Set task:
Starting with the line that contains "the windshield in", copy every line through the end of the data below, exactly and with nothing added.
# start of Rows
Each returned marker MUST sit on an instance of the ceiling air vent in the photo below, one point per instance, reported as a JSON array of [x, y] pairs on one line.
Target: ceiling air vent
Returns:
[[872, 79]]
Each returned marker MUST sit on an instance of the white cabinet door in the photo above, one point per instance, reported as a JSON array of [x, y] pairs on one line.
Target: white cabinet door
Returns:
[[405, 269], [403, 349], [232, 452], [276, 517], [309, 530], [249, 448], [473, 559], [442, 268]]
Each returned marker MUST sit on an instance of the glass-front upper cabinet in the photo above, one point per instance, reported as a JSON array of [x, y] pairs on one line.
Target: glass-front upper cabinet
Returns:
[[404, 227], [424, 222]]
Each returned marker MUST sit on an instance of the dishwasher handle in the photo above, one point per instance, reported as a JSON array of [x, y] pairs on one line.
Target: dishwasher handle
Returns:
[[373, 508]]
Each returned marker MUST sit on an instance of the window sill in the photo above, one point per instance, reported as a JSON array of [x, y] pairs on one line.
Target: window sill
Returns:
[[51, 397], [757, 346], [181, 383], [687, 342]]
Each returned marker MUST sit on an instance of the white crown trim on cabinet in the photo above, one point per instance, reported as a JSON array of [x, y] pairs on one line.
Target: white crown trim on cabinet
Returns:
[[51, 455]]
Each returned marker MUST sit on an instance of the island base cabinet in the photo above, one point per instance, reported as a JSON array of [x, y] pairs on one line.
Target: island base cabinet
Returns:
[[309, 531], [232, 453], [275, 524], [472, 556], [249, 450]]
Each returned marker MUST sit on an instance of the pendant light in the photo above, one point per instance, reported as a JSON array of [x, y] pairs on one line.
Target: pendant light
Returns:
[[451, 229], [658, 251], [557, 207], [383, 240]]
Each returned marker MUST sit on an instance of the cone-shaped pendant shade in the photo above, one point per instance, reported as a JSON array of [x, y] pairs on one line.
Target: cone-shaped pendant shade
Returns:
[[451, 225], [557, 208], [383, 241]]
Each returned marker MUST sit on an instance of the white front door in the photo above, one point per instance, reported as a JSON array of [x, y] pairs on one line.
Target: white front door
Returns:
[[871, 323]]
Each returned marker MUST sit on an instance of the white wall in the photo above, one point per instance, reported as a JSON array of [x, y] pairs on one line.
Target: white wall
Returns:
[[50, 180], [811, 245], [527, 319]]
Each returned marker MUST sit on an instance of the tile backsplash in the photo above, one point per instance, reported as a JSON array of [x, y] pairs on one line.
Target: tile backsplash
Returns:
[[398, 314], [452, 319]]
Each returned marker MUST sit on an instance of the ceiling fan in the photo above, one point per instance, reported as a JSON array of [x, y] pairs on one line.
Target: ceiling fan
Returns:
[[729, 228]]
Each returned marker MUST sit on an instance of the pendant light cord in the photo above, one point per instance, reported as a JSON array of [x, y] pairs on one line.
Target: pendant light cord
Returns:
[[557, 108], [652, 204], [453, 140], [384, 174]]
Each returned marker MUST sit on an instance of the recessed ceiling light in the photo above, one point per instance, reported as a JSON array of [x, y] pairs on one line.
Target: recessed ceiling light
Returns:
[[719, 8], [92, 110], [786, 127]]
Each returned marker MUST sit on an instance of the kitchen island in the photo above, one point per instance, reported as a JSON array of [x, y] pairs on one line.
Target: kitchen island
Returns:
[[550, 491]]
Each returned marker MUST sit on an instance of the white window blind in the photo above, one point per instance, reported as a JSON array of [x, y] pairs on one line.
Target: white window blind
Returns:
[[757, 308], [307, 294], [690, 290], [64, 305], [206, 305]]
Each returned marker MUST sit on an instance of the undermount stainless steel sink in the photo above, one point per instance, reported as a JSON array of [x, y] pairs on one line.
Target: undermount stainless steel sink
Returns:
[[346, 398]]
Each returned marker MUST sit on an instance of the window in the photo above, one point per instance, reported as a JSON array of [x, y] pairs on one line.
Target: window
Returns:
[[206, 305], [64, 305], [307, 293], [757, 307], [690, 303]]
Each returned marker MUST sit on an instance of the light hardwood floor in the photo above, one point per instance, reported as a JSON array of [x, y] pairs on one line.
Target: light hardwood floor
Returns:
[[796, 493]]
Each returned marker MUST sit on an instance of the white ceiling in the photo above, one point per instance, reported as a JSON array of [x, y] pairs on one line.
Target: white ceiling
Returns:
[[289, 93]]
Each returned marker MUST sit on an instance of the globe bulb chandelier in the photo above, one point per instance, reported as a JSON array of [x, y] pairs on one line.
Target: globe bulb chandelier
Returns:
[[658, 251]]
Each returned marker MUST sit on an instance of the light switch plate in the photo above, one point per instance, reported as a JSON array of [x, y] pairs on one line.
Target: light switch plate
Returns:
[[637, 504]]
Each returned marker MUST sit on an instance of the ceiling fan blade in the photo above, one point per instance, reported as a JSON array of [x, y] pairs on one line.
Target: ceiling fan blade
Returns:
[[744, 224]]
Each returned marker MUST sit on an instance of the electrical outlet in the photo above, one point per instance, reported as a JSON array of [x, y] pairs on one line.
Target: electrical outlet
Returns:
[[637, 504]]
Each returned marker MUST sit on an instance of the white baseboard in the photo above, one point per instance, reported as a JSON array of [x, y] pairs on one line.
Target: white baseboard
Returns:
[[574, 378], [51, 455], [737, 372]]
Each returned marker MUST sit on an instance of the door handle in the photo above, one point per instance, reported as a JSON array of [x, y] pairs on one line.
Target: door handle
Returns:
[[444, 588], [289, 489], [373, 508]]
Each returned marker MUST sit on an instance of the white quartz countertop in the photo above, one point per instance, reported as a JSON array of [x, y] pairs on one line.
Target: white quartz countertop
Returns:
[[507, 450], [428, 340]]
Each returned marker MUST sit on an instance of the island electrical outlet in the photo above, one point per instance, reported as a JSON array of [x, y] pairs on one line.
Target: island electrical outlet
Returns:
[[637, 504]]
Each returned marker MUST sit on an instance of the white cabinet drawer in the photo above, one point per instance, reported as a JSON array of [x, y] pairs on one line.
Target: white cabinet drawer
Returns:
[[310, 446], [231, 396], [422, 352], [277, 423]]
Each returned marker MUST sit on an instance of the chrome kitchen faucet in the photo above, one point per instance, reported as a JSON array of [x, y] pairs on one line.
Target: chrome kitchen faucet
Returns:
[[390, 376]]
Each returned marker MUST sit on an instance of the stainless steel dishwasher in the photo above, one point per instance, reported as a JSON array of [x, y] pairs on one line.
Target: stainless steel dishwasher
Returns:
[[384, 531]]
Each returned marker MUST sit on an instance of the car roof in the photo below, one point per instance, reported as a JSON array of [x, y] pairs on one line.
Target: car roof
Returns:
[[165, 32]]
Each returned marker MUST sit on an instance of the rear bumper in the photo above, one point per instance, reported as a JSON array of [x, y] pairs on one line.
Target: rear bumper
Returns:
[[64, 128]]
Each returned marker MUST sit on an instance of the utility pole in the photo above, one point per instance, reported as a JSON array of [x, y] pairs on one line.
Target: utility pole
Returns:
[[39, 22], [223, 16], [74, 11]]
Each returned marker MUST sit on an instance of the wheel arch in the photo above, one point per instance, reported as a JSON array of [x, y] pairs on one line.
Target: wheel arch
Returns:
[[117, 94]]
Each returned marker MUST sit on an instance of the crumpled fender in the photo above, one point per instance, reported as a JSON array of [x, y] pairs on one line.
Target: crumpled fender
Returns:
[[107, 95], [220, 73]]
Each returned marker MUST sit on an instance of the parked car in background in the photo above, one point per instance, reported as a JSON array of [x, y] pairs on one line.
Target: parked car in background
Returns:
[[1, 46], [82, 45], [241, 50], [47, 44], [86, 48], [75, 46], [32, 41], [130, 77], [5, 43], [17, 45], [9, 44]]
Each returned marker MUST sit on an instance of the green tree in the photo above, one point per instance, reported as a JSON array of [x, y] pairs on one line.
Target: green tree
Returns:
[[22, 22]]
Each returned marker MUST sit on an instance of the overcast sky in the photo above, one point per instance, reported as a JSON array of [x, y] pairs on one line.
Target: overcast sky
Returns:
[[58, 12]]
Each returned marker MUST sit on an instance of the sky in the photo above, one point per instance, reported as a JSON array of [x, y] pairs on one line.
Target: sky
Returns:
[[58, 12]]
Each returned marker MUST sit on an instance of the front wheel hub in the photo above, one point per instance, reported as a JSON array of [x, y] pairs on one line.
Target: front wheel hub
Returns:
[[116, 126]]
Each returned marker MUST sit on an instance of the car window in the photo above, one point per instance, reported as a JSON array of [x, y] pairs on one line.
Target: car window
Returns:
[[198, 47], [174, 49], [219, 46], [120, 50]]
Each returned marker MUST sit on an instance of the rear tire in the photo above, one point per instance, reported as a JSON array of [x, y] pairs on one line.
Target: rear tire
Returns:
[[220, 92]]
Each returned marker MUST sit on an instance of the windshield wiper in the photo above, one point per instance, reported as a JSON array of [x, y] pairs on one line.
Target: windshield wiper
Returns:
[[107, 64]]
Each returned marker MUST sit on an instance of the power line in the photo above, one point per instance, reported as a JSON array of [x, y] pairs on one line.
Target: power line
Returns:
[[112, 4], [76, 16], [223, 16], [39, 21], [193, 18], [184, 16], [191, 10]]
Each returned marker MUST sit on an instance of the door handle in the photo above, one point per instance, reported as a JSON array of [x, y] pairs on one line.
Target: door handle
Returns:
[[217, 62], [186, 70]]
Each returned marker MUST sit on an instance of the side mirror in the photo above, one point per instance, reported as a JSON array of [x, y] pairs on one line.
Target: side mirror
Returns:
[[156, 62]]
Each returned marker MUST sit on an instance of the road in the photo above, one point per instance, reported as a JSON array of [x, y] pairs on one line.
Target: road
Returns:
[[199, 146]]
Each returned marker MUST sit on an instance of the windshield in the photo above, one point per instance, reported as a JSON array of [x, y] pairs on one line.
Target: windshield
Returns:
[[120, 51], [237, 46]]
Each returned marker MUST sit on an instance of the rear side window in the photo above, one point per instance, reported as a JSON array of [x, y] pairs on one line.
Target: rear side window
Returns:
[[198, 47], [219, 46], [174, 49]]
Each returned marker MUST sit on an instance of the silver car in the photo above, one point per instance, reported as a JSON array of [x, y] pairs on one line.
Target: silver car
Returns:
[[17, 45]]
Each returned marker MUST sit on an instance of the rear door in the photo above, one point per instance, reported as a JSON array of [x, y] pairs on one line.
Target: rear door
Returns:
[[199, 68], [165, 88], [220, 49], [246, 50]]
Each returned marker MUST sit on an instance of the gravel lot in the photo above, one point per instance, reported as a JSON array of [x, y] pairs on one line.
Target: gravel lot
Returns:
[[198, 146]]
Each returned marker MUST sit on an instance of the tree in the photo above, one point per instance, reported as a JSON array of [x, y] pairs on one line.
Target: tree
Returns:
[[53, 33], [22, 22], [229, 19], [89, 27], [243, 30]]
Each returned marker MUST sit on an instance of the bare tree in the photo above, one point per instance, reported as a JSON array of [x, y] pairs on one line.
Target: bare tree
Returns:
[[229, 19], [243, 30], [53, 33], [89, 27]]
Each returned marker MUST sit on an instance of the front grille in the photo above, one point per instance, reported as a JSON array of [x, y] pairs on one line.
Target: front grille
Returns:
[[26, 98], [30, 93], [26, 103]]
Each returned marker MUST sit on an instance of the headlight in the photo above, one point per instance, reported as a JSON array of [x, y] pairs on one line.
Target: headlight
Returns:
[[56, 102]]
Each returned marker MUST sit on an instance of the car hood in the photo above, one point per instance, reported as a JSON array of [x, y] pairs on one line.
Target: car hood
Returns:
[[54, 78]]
# end of Rows
Written reply:
Each returned marker MUST sit on an instance of the windshield in the photo above, one point per instance, reported as a JSON array of [x, y] pairs on one line.
Target: windshield
Returns:
[[120, 51], [237, 46]]
Each returned marker MUST sit on an instance of the rear side window in the photo above, one point per instance, reported as a JSON array of [x, y] pairs on one line.
Target: rear side window
Returns:
[[198, 47], [219, 46], [174, 49]]
Each returned marker MUST sit on an instance of the silver car in the photo above, one point per instance, reported as a JSON array of [x, y] pairs on one line.
Target: silver car
Returns:
[[17, 45]]
Each returned marker MUST sit on an instance of the rear door in the photo above, one point per instance, reported as a JSON array of [x, y] pairs on one line.
Target: rear door
Returns:
[[199, 68], [165, 88], [220, 49], [246, 50]]
Each returned marker MUST sit on an instance of the gravel lot in the photo above, one point per instance, reported as a JSON array of [x, y] pairs on one line.
Target: gravel lot
Returns:
[[198, 146]]
Each returned marker MUST sit on an instance of the tree in the photo above, one point per instance, reported as a JSON array of [x, y] pairs on one line.
Target: tree
Returns:
[[53, 33], [22, 22], [229, 19], [89, 27], [243, 30]]
Each returned marker MUST sit on an instance of the bare tree in the photo above, one point per instance, reported as a JSON array of [x, y] pairs on one line.
Target: bare tree
Returns:
[[229, 19], [243, 30], [53, 33], [89, 27]]
Each returned marker MUST sit on an instance of the front grille in the photo above, one point per instance, reported as a JSON array of [x, y] pairs on one line.
Target: front grille
Returns:
[[26, 98], [30, 93], [26, 103]]
Each returned marker MUST sit on an instance of the headlight in the photo above, one point per instance, reported as a JSON array of [x, y] pairs on one line.
Target: headlight
Returns:
[[56, 102]]
Each returned marker MUST sit on an instance of the car hood in the photo above, one point per instance, reported as a JSON array of [x, y] pairs on one line.
Target: car hood
Returns:
[[54, 78]]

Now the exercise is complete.